[SUPPLIED MATERIAL]
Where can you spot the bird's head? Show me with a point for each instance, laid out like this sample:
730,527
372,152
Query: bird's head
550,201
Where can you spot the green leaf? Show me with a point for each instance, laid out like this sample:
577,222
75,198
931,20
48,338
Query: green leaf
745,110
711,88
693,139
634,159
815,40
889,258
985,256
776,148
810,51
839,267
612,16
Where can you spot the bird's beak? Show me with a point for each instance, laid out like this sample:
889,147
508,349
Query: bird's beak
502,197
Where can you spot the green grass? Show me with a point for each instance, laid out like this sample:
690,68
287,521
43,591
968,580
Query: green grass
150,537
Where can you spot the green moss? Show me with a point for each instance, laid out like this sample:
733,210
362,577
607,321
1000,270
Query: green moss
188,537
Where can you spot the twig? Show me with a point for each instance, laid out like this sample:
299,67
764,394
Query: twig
[/SUPPLIED MATERIAL]
Could you transcribe all of the data exactly as it is given?

**RESPONSE TO THE EXERCISE:**
Where can you spot the bird's head? Show me with a point for each instance, laid out like this sample:
730,527
372,152
Query: bird's head
550,201
Where can you spot the green leaf? Show me with a point for each instance, laid out like this sample:
577,222
75,198
931,20
48,338
Query: green leaf
745,110
711,88
693,139
634,159
815,40
889,258
985,256
776,148
810,51
839,267
612,16
Where can you spot the bird's beak? Show me with a point for each instance, laid out like this sample:
889,147
508,349
Query: bird's beak
502,197
Where can you spot the green grass? Show me with a point for each instance, laid out like this sample:
690,68
287,521
43,591
968,580
Query: green grass
150,537
Where can you spot the green moss? Show me with a point for each instance, laid out like this sample:
733,210
362,577
607,321
1000,270
Query: green moss
188,537
Where can you spot the twig? Show me with a point for each instance, laid out like this sample:
299,67
764,394
Query: twig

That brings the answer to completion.